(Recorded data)
[start]
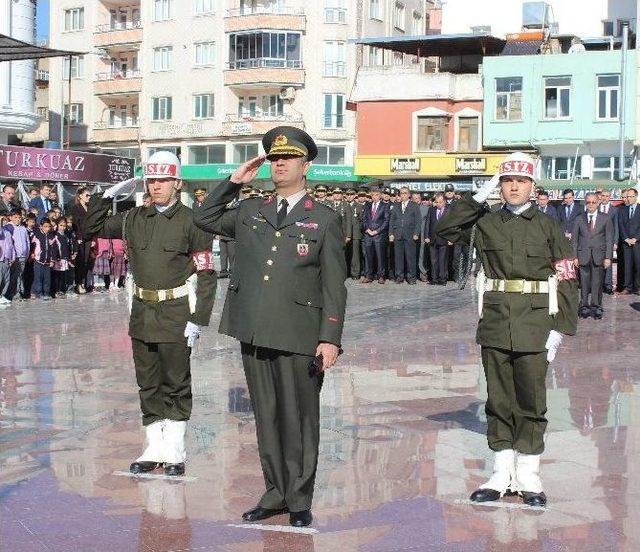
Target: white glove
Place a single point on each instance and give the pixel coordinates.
(191, 332)
(126, 187)
(485, 190)
(552, 344)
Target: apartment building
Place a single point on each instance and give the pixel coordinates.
(207, 78)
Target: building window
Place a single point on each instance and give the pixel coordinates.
(561, 168)
(608, 96)
(163, 58)
(205, 53)
(557, 97)
(203, 106)
(433, 133)
(77, 113)
(399, 16)
(77, 67)
(330, 155)
(333, 111)
(374, 10)
(204, 6)
(161, 108)
(244, 152)
(334, 59)
(509, 99)
(334, 11)
(204, 155)
(162, 10)
(256, 49)
(74, 19)
(468, 134)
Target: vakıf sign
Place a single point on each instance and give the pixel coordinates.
(63, 165)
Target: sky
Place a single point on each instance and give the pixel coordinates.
(42, 19)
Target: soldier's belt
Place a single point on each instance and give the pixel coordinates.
(516, 286)
(159, 295)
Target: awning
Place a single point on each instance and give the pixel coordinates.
(14, 50)
(437, 45)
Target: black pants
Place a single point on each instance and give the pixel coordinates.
(517, 399)
(439, 263)
(405, 259)
(591, 280)
(375, 251)
(286, 405)
(163, 373)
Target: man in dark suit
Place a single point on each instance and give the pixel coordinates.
(376, 233)
(629, 227)
(610, 209)
(404, 232)
(544, 206)
(43, 202)
(593, 248)
(568, 212)
(438, 247)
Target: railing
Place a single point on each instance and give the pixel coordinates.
(118, 75)
(119, 26)
(269, 63)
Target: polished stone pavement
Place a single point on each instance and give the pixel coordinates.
(402, 438)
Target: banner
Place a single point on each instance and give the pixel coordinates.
(63, 165)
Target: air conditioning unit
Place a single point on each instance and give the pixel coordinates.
(288, 93)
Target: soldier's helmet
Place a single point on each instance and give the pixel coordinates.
(163, 164)
(518, 164)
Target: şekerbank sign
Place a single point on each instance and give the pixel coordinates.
(63, 165)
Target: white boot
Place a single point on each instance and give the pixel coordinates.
(528, 477)
(154, 443)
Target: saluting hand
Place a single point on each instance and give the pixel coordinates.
(246, 172)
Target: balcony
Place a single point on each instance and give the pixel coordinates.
(103, 132)
(109, 84)
(118, 34)
(264, 18)
(233, 125)
(264, 72)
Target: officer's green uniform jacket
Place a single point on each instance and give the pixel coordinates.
(287, 289)
(510, 248)
(160, 248)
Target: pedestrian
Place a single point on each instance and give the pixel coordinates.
(527, 292)
(173, 290)
(285, 304)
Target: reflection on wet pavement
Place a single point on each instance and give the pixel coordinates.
(402, 442)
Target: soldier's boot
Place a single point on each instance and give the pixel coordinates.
(175, 451)
(153, 455)
(502, 481)
(528, 477)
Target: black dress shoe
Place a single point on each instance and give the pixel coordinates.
(143, 467)
(300, 519)
(485, 495)
(534, 499)
(258, 514)
(174, 469)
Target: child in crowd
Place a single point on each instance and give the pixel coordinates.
(42, 260)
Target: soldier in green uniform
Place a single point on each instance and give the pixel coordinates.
(173, 291)
(527, 299)
(285, 304)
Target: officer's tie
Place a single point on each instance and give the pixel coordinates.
(282, 211)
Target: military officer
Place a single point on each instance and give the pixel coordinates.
(528, 299)
(285, 304)
(173, 290)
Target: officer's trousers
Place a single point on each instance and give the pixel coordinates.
(163, 373)
(517, 399)
(286, 405)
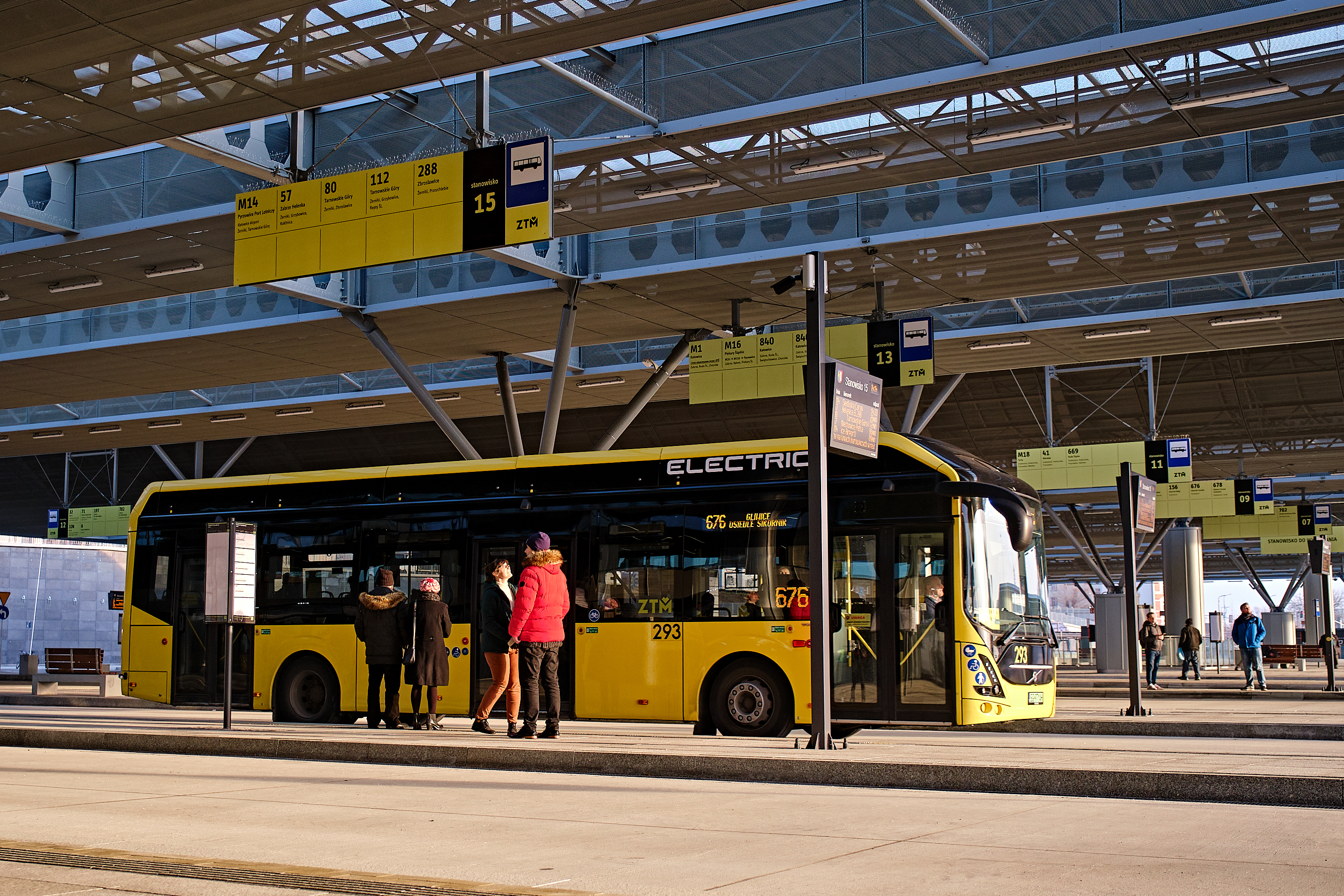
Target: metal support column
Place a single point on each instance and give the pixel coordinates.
(648, 390)
(483, 109)
(912, 407)
(1152, 400)
(370, 328)
(819, 510)
(937, 404)
(515, 434)
(559, 371)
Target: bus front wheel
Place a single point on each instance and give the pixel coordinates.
(308, 691)
(752, 699)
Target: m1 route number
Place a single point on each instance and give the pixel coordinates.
(666, 632)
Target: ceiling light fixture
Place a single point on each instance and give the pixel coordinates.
(1229, 97)
(1257, 319)
(74, 284)
(174, 269)
(978, 347)
(986, 137)
(1108, 334)
(847, 162)
(672, 191)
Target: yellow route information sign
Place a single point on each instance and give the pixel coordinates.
(457, 203)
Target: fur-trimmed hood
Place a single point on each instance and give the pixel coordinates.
(545, 558)
(381, 601)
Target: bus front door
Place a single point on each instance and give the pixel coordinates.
(889, 652)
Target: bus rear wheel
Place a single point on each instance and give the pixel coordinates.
(752, 699)
(308, 691)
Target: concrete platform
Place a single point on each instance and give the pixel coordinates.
(525, 832)
(1280, 773)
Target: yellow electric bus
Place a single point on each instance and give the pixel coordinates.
(689, 573)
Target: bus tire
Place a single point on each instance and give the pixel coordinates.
(752, 699)
(308, 691)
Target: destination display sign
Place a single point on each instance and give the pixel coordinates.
(854, 410)
(459, 203)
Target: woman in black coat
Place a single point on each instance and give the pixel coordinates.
[end]
• WHAT THIS TASK INVOLVES:
Express the lines of the items from the line containing "Target: bus front wheel" through the end of the items, inclusive, as a numbered list with blank lines omitted.

• EXPECTED OUTPUT:
1. Target: bus front wheel
2. Place a single point on each instance and give the pixel coordinates.
3. (308, 691)
4. (752, 699)
5. Target: m1 route number
6. Place a single point on each instance and give the pixel coordinates.
7. (666, 632)
8. Target: ceiling light fixture
9. Place a single point on each instance and give the pixel coordinates.
10. (1229, 97)
11. (1257, 319)
12. (74, 284)
13. (174, 269)
14. (978, 347)
15. (986, 137)
16. (1108, 334)
17. (847, 162)
18. (672, 191)
19. Target: yellow route information sign
20. Place a single point on each instance and give the pixel coordinates.
21. (457, 203)
22. Target: fur-trimmed hood
23. Place a single point on each instance and give the pixel coordinates.
24. (545, 558)
25. (381, 601)
26. Target: bus front door
27. Place a single point on each instance and give the pixel coordinates.
28. (889, 652)
29. Target: bus rear wheel
30. Place a single point on each instance and give the pixel coordinates.
31. (752, 699)
32. (308, 691)
33. Target: concrete platform
34. Place a single point on each instance and give the pixel coordinates.
35. (525, 832)
36. (1280, 773)
37. Target: yellow electric bus
38. Place a single point on each instance and give the pixel coordinates.
39. (689, 573)
40. Target: bus tire
41. Place a single point on each instance and give the pixel coordinates.
42. (752, 699)
43. (308, 691)
44. Target: destination display sign
45. Place a single point on each instance and give the pixel coordinates.
46. (854, 410)
47. (459, 203)
48. Target: woman in black coat
49. Place a single point on each instance and give the pixel coordinates.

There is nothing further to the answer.